*Set tasks*
[1] Answer these about the passage on free will and predestination, one line each:
(a) What two simple terms name the two extreme views?
(b) Within which two theological positions are these views typically contained?
(c) What does the writer say the post should be viewed as?
[2] Extend the passage on free will and predestination, picking up after its final sentence.

— BEGIN Text to read —

What is the point of life if a supreme being has already decided all our actions before we were even born?

This Biblical Christian question has consumed theologians down through time.  Is man free to make decisions that impact our life on earth and for eternity (Heaven or Hell) or are we merely stepping through a pattern of behavior that was supernaturally determined by God before we were even born? In very simple terms, these two extreme views are referred to as Free-Will vs. Predestination. When viewed alongside the logical consequences of these dogmas, they are typically contained within the theological positions of Arminianism vs. Calvinism.   

Below, is a potential reconciliation between these extremes. However, this post should be viewed as nothing more than an overview, intended to take the complexity of an issue that has consumed theologians and put it into a form that can be understood by seekers. We always welcome comments, but please understand my goal was to offer an overview and an opinion (which could easily be wrong), not an exhaustive work.

— END Text to read —
— BEGIN Record excerpts —

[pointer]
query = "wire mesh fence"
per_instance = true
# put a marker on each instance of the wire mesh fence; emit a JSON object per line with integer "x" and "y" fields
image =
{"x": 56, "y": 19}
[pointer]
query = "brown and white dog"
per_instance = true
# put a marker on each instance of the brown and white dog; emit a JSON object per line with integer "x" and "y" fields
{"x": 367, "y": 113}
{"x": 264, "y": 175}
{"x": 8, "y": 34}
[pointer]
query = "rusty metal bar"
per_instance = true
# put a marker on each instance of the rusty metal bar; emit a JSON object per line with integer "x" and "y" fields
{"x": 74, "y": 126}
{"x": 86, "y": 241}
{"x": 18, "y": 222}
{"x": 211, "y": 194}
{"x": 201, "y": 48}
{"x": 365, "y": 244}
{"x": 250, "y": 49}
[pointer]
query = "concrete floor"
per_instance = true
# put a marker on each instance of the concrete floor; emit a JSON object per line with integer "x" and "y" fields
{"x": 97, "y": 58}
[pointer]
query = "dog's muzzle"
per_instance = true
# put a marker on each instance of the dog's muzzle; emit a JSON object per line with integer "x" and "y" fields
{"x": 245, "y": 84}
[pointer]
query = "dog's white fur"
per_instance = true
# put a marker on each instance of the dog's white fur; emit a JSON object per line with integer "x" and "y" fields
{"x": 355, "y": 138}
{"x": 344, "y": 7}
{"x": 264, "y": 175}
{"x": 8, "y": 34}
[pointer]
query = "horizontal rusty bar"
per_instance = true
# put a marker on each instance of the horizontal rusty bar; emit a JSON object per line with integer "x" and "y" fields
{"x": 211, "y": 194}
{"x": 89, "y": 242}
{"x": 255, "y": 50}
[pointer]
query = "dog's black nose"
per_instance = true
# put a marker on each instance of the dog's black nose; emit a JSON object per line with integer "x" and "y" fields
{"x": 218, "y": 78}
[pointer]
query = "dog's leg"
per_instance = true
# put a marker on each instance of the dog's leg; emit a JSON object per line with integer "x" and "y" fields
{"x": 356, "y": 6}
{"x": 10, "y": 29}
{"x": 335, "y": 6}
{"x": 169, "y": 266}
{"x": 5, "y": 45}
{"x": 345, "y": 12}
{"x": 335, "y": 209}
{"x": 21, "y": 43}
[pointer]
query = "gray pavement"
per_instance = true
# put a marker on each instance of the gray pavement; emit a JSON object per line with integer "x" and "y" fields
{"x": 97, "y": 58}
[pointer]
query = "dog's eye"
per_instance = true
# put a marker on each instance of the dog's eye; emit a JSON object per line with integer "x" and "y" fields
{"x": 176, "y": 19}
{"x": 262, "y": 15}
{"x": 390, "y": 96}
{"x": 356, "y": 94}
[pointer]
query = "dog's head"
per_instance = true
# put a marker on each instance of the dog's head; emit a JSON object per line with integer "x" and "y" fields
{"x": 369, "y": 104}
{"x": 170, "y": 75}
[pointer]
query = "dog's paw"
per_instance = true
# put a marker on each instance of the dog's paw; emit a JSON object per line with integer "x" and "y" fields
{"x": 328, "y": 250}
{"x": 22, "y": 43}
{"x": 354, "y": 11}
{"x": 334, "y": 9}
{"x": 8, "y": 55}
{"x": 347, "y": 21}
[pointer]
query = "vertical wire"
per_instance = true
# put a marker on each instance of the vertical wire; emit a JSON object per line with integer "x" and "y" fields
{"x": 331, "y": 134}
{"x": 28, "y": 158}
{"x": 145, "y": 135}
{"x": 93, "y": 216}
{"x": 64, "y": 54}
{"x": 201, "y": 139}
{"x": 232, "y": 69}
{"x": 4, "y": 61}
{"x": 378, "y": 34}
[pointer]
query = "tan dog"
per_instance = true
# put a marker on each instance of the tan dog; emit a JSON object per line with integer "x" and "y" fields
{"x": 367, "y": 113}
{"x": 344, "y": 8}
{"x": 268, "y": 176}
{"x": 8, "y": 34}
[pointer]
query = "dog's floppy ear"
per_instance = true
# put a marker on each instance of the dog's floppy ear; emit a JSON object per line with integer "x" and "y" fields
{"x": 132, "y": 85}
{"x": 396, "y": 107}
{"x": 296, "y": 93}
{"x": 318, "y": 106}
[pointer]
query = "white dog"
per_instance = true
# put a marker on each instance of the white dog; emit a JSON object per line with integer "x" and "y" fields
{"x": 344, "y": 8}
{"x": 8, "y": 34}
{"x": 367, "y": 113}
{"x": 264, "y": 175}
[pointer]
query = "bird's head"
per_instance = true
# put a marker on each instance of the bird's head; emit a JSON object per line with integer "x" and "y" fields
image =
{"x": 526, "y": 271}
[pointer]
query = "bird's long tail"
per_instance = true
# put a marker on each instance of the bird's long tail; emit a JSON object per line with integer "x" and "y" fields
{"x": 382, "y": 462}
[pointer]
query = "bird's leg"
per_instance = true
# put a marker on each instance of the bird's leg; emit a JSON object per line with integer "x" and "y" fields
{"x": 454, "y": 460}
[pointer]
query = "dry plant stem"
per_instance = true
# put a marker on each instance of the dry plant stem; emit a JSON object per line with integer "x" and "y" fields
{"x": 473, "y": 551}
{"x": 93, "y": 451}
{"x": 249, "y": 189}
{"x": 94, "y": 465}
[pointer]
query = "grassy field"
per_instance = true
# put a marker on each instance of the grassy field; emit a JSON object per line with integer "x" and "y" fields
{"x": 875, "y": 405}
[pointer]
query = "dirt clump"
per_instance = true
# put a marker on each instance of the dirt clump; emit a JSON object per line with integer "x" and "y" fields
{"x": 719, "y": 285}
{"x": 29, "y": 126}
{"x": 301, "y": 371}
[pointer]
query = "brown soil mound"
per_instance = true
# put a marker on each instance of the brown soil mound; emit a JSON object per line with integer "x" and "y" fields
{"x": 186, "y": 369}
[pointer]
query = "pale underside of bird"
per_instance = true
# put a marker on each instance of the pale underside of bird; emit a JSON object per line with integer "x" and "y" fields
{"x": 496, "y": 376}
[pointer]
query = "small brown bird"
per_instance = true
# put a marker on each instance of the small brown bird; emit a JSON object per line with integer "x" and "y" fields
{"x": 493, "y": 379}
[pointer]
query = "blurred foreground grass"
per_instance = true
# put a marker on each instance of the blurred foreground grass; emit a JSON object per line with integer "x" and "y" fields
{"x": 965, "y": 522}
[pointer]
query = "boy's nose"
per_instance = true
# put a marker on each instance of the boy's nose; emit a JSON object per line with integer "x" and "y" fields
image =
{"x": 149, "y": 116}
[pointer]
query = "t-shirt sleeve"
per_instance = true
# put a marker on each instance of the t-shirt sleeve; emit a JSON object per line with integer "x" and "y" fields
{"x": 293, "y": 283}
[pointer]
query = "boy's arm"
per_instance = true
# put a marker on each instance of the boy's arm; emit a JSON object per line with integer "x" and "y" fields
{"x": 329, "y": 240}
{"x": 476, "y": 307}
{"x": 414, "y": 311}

— END Record excerpts —

*Answers to the exercises*
[1]
(a) Free-Will vs. Predestination
(b) Arminianism vs. Calvinism
(c) Nothing more than an overview

[2]
3 Secular Definitions that are Far From Secular in Application

Predestination – Dictionary.com defines the term as, “the action of God in foreordaining from eternity whatever comes to pass”. This short interpretation strengthens the view that predestination is not just foreknowledge (knowing what will happen), but also a controlling of the outcome (determining what will happen) of all human behavior (“foreordaining”). Webster’s definition calls predestination, “the doctrine that God, in consequence of his foreknowledge of all events, infallibly guides those who are destined for salvation”. 

There is a significant difference between these two reference sources. The first, Dictionary.com, suggests God determined all the behavior of man, from birth to death. The second, Webster makes the point that God infallibly knows what man will do and “guides” those whom He has foreordained (“destined”) to be saved. Webster, in my view, has it correct. God knows all that we will do (foreknowledge) in life but only salvation is “infallibly destined” by God (1 Cor. 3:7)..

Free-Will – Dictionary.com defines the term as, “made or done freely or of one’s own accord” and Webster similarly offers, “freedom of humans to make choices that are not determined by prior causes or by divine intervention”. Again, Webster, in line with my theology, acknowledges that there is a supernatural power (God) that could offer “divine intervention”, but, as part of the theological concept of “free-will” actively chooses not to intervene.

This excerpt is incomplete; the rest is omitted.